_Given exercise 1_: Could you edit the rows between the line holding "Where can the snow-covered" and the end of the rows, inclusive, replacing "marker" with "pin" and keeping everything else the same?

_Page extract_:
For reference, I pinned the soft interrupt handling for rx queues to separate cores - f0 to core 3, f1 to 4, f2 to 5, and assigned receiving application instances to same cores.

I also set rx-usec to 1000 (it defaulted to 3). I may experiment with higher. Latency is not very important in this case. I do still get occasional incomplete frame, but no more continuously growing backlog of packets.

I did try to set smp_affinity, and that fails with Input/output errors (??). From reading (maybe even a post from you @linuxdev?), I’m wondering if this is a limitation of ARM for hardware interrupt balancing. In any case CPU 0 gets hit pretty hard, but apparently not overwhelmed. Having the applications and ksoftirq’s on separate cores may be helping with that - I’ve only tried happy path at this point trying to get positive results as fast as possible.

So if you need to prototype using GigE Vision I/O like this (at least with these AvT cameras), you can probably make due with the dev kit carrier.

Thanks for your help. I’ll update if it makes me cry.

It sounds like you are getting best use of all of the cores…your combination of affinity for soft irq and user space applications would be correct.

Anything needing a hardware IRQ is likely to fail on any CPU core other than core 0. If there is no wiring to another core, then that core cannot handle knowledge of that interrupt (core 0 could have a driver which in turn generates a software IRQ sending the remainder of work to a new core, but initial data from talking to hardware must go through core 0). On an Intel CPU there is a chip known as the I/O APIC (asynchronous programmable interrupt controller). This is responsible for receiving an interrupt and distributing to cores other than core 0. Intel cores have some hardware support for interacting with the I/O APIC. On an AMD CPU the cores themselves have a bit different topology, and directly support distributing hardware IRQs to different cores.

For ARM to use different cores there would need to be the equivalent of an I/O APIC, but none of the Tegra devices have this. I do not know if it is even possible…as mentioned above an Intel core has some hardware support to make it possible to add the I/O APIC, and the architecture under AMD directly supports this. If a Tegra SoC had this the performance would be leaps and bounds ahead of current technology without even modifying current cores to be faster…I/O and latency becoming closer to a high quality soft real time would drastically improve under high load. Current Tegra/ARM devices are essentially still single core when it comes to handling random I/O from the outside world.

If you were to watch “/proc/interrupts” via something like “watch -n 1 /proc/interrupts” you would see a lot of interrupts going to core 0. If from an outside Linux host you were to run “sudo ping -f <address_of_jetson>” to hit the Jetson with maximum rate only core 0 will be handling the interrupts from the ethernet. If you were to do the equivalent with a highly threaded user space program making use of software drivers (e.g., protocol features), and if that program had no need of hardware access, I believe you would start seeing other cores servicing many more interrupts. Anything user space, and anything in kernel space not requiring hardware access can use those other cores. Some special hardware access may be wired to other cores, but this is specific case and not generally available for I/O.

I do sometimes see people wanting to convert a software-only process to use all cores, but other than offloading away from core 0, this may not be the best thing to do in some cases. The scheduler is doing the correct thing in these cases to use a single core with a particular process. A single-threaded app will get cache hits when going to a single core, but as soon as that one process starts migrating to different cores you will no longer have an ability to get a cache hit unless you are very lucky (e.g., perhaps an unrelated process accessed the same memory and the memory is not exclusive to the process…this is rare, not common). It is a good idea to keep core affinity in cases where cache might be of benefit; it is a good idea to distribute across cores when multiple threads will not use the same data (and thus there is no possibility of a cache hit when on a single core). I suspect your use of affinity is correct and best practice where affinity is possible.

_Given exercise 2_: Can you duplicate the part of the thread on Tegra interrupt handling between "I also set rx-usec" and "makes me cry.", inclusive?

_Records for the exercise_:
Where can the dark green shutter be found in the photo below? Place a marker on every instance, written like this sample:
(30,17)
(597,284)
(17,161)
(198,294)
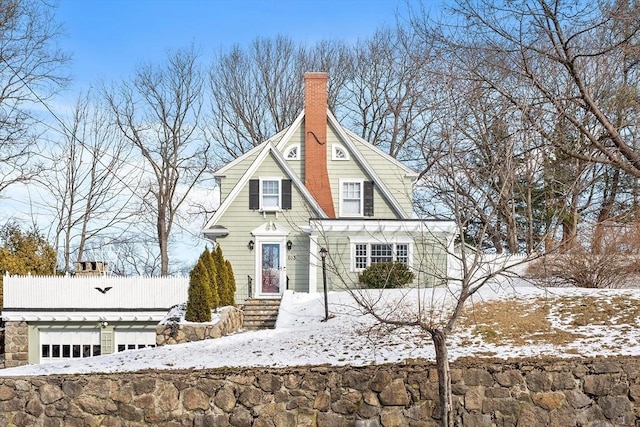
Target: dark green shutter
(368,198)
(254,194)
(286,194)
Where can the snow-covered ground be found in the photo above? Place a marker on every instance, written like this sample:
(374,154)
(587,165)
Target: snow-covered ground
(350,337)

_Task solution 1_:
Where can the snow-covered ground be found in the photo above? Place a pin on every instance, written like this sample:
(374,154)
(587,165)
Target: snow-covered ground
(350,337)

_Task solution 2_:
I also set rx-usec to 1000 (it defaulted to 3). I may experiment with higher. Latency is not very important in this case. I do still get occasional incomplete frame, but no more continuously growing backlog of packets.

I did try to set smp_affinity, and that fails with Input/output errors (??). From reading (maybe even a post from you @linuxdev?), I’m wondering if this is a limitation of ARM for hardware interrupt balancing. In any case CPU 0 gets hit pretty hard, but apparently not overwhelmed. Having the applications and ksoftirq’s on separate cores may be helping with that - I’ve only tried happy path at this point trying to get positive results as fast as possible.

So if you need to prototype using GigE Vision I/O like this (at least with these AvT cameras), you can probably make due with the dev kit carrier.

Thanks for your help. I’ll update if it makes me cry.